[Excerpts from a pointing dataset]

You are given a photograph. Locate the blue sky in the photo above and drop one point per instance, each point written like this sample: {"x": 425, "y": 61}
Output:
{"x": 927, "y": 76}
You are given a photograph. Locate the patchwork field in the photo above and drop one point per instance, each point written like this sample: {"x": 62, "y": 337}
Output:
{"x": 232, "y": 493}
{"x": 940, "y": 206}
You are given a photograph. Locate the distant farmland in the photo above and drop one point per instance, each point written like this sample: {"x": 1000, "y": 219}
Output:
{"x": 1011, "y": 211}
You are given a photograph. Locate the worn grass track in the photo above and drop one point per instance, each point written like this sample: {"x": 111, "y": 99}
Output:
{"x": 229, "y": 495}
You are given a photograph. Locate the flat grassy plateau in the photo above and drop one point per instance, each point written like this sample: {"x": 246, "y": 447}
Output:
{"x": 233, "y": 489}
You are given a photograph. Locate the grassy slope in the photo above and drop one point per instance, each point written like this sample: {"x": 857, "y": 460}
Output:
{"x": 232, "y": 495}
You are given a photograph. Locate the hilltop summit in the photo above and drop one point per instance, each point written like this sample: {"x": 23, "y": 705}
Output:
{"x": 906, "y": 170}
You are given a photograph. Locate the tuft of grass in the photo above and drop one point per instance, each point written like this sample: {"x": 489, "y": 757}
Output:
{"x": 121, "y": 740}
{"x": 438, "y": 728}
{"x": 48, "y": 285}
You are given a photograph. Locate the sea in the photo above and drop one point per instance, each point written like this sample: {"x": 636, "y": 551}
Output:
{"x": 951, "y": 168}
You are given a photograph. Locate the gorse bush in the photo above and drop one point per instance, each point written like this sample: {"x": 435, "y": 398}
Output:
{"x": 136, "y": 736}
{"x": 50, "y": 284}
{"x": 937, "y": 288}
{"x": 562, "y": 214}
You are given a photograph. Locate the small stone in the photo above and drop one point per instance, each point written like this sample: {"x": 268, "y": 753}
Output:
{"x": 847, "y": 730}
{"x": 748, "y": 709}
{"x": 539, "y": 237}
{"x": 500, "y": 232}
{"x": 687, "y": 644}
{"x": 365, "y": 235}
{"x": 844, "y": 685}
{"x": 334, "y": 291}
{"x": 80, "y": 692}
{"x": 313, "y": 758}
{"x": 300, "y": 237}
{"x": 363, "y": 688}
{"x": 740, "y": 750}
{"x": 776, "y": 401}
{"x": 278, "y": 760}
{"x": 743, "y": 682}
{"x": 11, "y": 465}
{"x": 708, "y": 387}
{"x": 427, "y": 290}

### [Directions]
Write out all of the lines above again, swapping each "drop" for "place" and keeping every other word as it is.

### [Finished answer]
You are given a photograph. Locate the blue sky in the photo above and place one point per instance, each point written like this sample: {"x": 425, "y": 61}
Output:
{"x": 927, "y": 76}
You are given a photograph. Locate the patchwork field in the photo above and place one point per instance, each point written like this sample: {"x": 62, "y": 337}
Output:
{"x": 232, "y": 493}
{"x": 940, "y": 206}
You are given a photograph. Locate the distant farmland in the photo above and place one point per instance, each point written like this sample: {"x": 1000, "y": 219}
Output:
{"x": 1011, "y": 211}
You are given a photograph. Locate the worn grass track in the photo above and place one point per instance, each point written like this sample: {"x": 111, "y": 99}
Output:
{"x": 229, "y": 495}
You are given a photograph. Locate the flat grassy plateau in the photo above and place one point per instance, each point written like this sample: {"x": 246, "y": 447}
Output:
{"x": 233, "y": 489}
You are given a photograph. Locate the grassy slope in the photo above and place one point per instance, each point written like this sample: {"x": 857, "y": 460}
Output:
{"x": 232, "y": 495}
You are given a photograph. Locate the hilltop summit in the photo above and place one point per instance, each point written like this sample: {"x": 23, "y": 705}
Output:
{"x": 906, "y": 170}
You are given a photograph. Locate the tuft of grass in the photo above and place one point per instance, each point written like this sample: {"x": 489, "y": 757}
Output:
{"x": 121, "y": 740}
{"x": 438, "y": 728}
{"x": 48, "y": 285}
You are given a photograph. Locate the sea in the photo above and place one point per instance, each point written like this sample: {"x": 636, "y": 551}
Output:
{"x": 951, "y": 168}
You are given a photograph. Locate the gorse bush in the photo above and place one point per instance, each point written like this sample: {"x": 435, "y": 398}
Output:
{"x": 136, "y": 736}
{"x": 50, "y": 284}
{"x": 937, "y": 288}
{"x": 562, "y": 214}
You are given a photograph. Locate the small stone in the photo above and place one point per instance, each point written like this sample: {"x": 268, "y": 753}
Output:
{"x": 847, "y": 730}
{"x": 748, "y": 709}
{"x": 539, "y": 237}
{"x": 500, "y": 232}
{"x": 687, "y": 644}
{"x": 365, "y": 235}
{"x": 844, "y": 685}
{"x": 334, "y": 291}
{"x": 80, "y": 692}
{"x": 313, "y": 758}
{"x": 300, "y": 237}
{"x": 363, "y": 688}
{"x": 740, "y": 750}
{"x": 776, "y": 401}
{"x": 278, "y": 760}
{"x": 743, "y": 682}
{"x": 11, "y": 465}
{"x": 708, "y": 387}
{"x": 427, "y": 290}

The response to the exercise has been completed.